= PROBLEM DETAILS =
Copy the records from the start up to and including the line with "xmin=35 ymin=36 xmax=42 ymax=48", replacing "Usage" with "Instructions" each time it appears and leaving everything else unchanged.

--- start of RECORDED DATA ---

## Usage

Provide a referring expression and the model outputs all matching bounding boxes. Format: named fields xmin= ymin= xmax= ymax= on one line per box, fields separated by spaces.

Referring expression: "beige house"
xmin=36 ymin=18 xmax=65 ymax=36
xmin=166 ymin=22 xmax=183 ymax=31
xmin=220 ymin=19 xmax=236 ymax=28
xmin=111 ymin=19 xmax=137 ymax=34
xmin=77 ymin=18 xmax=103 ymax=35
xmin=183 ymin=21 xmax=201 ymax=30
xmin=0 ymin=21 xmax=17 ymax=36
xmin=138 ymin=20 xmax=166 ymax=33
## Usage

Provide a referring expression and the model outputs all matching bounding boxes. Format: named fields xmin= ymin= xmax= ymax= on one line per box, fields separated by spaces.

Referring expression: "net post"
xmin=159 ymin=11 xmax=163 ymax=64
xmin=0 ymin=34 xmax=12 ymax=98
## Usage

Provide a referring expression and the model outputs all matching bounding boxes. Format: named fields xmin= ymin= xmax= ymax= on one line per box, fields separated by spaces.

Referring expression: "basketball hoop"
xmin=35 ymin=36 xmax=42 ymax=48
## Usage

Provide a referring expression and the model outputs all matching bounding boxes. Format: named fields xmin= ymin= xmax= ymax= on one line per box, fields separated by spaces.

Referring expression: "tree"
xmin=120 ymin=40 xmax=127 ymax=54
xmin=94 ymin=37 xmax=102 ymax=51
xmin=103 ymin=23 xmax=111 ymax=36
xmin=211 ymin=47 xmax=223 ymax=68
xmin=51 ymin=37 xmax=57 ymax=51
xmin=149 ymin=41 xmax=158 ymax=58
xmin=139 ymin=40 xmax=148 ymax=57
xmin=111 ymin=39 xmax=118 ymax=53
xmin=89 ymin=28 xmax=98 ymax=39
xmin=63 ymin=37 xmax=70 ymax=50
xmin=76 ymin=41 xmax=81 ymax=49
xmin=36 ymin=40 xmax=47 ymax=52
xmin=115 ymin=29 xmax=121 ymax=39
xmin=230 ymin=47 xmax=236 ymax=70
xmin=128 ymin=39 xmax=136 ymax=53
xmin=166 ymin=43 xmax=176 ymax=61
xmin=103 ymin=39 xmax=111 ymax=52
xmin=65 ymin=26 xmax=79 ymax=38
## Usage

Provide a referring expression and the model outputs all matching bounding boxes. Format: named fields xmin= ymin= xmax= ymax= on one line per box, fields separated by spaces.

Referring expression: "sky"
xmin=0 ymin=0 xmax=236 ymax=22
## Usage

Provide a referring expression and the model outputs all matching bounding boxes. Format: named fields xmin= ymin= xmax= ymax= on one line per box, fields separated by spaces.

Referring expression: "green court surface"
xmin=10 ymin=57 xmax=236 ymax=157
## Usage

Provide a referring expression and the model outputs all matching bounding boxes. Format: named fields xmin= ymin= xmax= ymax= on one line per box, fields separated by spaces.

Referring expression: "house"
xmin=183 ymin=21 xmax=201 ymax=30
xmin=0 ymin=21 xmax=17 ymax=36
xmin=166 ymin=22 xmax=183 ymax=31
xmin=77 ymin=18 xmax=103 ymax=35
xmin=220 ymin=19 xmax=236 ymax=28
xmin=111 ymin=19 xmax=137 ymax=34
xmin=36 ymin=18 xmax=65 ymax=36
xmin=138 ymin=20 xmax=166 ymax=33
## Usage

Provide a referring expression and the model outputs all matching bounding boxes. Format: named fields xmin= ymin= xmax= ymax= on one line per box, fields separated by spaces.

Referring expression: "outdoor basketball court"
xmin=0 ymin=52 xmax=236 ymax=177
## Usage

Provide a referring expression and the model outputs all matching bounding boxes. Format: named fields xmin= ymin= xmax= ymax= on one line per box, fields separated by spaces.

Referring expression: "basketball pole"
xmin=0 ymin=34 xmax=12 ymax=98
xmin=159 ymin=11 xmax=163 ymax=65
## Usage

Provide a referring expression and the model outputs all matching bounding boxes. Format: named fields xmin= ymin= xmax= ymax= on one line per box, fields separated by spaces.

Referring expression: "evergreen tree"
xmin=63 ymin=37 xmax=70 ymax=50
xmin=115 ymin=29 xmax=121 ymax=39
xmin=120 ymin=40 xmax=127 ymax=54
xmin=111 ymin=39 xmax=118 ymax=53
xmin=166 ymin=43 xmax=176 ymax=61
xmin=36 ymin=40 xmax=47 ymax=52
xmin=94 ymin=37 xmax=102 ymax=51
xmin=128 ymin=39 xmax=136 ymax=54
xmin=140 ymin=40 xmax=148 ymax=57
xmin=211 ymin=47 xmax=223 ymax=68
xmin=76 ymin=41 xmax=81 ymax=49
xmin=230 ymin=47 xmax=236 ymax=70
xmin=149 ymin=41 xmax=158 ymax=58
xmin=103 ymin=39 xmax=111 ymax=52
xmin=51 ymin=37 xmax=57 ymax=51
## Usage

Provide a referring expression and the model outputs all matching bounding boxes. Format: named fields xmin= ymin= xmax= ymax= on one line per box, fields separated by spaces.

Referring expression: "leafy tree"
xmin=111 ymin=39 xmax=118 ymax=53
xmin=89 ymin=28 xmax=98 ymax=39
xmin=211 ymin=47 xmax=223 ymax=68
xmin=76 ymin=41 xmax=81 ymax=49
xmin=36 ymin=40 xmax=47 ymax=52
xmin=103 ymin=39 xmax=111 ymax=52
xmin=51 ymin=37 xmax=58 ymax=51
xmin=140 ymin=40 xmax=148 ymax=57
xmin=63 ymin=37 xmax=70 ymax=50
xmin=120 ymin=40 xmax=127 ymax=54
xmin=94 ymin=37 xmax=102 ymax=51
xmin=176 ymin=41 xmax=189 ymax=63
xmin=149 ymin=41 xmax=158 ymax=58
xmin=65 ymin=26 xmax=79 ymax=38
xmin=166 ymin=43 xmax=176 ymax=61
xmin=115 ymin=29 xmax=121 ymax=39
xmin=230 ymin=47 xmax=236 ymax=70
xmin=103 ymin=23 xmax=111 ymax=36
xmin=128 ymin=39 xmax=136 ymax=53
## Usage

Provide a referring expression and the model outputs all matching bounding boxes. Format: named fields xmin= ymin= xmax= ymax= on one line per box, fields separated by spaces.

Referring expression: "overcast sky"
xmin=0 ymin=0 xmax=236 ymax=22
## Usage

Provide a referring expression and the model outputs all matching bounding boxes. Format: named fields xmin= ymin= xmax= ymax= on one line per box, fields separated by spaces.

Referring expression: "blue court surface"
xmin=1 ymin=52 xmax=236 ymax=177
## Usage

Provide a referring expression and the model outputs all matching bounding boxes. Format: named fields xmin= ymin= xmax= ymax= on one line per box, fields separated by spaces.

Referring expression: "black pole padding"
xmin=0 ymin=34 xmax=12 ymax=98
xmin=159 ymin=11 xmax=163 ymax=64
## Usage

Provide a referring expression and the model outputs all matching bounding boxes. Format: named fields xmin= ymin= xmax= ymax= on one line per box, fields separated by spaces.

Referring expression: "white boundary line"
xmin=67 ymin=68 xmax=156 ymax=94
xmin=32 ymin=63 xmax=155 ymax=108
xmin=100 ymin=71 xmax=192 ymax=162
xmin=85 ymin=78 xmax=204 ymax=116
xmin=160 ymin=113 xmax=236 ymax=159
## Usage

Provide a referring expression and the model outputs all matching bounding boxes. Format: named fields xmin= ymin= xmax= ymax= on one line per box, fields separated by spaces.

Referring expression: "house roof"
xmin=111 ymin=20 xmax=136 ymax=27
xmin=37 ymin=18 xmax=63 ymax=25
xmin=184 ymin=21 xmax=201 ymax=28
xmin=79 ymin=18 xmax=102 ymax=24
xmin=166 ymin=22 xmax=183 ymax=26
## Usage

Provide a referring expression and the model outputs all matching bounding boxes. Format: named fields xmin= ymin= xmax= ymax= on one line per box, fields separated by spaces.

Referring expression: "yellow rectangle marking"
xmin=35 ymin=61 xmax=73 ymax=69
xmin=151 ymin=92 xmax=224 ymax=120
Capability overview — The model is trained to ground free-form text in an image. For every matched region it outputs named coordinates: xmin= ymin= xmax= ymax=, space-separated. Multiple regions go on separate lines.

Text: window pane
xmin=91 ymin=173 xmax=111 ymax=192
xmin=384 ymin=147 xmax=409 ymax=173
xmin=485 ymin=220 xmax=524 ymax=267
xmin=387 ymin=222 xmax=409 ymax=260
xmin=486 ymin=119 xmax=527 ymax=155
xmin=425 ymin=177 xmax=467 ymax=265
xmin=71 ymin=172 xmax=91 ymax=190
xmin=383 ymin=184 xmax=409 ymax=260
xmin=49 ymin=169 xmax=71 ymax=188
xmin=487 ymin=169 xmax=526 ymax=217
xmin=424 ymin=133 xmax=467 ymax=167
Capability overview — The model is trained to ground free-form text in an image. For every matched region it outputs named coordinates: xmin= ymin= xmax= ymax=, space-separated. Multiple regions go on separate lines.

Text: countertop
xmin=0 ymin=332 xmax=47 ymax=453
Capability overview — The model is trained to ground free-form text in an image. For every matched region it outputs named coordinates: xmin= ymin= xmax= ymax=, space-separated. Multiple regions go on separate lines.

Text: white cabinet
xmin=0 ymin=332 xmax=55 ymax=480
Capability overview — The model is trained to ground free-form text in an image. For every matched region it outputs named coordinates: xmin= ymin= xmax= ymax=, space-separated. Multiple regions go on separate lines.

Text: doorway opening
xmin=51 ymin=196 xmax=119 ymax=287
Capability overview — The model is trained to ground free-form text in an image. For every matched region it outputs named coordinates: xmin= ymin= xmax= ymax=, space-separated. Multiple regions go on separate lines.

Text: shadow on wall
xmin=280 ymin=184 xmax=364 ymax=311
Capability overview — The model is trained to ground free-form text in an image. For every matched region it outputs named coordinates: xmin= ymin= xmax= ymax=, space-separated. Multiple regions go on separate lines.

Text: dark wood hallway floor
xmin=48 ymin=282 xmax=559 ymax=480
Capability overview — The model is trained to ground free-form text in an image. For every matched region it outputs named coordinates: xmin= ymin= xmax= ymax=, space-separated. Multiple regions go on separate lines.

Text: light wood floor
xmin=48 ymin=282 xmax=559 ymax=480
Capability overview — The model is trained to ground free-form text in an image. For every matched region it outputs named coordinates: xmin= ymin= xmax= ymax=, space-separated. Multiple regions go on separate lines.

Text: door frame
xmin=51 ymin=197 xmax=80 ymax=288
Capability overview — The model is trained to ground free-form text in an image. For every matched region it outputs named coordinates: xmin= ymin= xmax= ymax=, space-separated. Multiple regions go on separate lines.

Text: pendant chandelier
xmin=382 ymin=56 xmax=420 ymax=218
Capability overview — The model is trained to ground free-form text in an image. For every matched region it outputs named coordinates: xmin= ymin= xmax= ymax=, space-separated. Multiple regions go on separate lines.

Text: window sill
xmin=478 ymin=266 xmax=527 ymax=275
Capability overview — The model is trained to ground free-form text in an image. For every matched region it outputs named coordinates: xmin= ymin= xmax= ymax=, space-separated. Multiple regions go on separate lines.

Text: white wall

--- end of RECORDED DATA ---

= REPLY =
## Instructions

Provide a referring expression and the model outputs all matching bounding boxes. Format: named fields xmin= ymin= xmax= ymax= on one line per box, fields separated by spaces.

Referring expression: "beige house"
xmin=36 ymin=18 xmax=65 ymax=36
xmin=166 ymin=22 xmax=183 ymax=31
xmin=220 ymin=19 xmax=236 ymax=28
xmin=111 ymin=19 xmax=137 ymax=34
xmin=77 ymin=18 xmax=103 ymax=35
xmin=183 ymin=21 xmax=201 ymax=30
xmin=0 ymin=21 xmax=17 ymax=36
xmin=138 ymin=20 xmax=166 ymax=33
## Instructions

Provide a referring expression and the model outputs all matching bounding boxes. Format: named fields xmin= ymin= xmax= ymax= on one line per box, fields separated by spaces.

Referring expression: "net post"
xmin=159 ymin=11 xmax=163 ymax=64
xmin=0 ymin=34 xmax=12 ymax=98
## Instructions

Provide a referring expression and the model outputs all matching bounding boxes. Format: named fields xmin= ymin= xmax= ymax= on one line per box, fields separated by spaces.

Referring expression: "basketball hoop"
xmin=35 ymin=36 xmax=42 ymax=48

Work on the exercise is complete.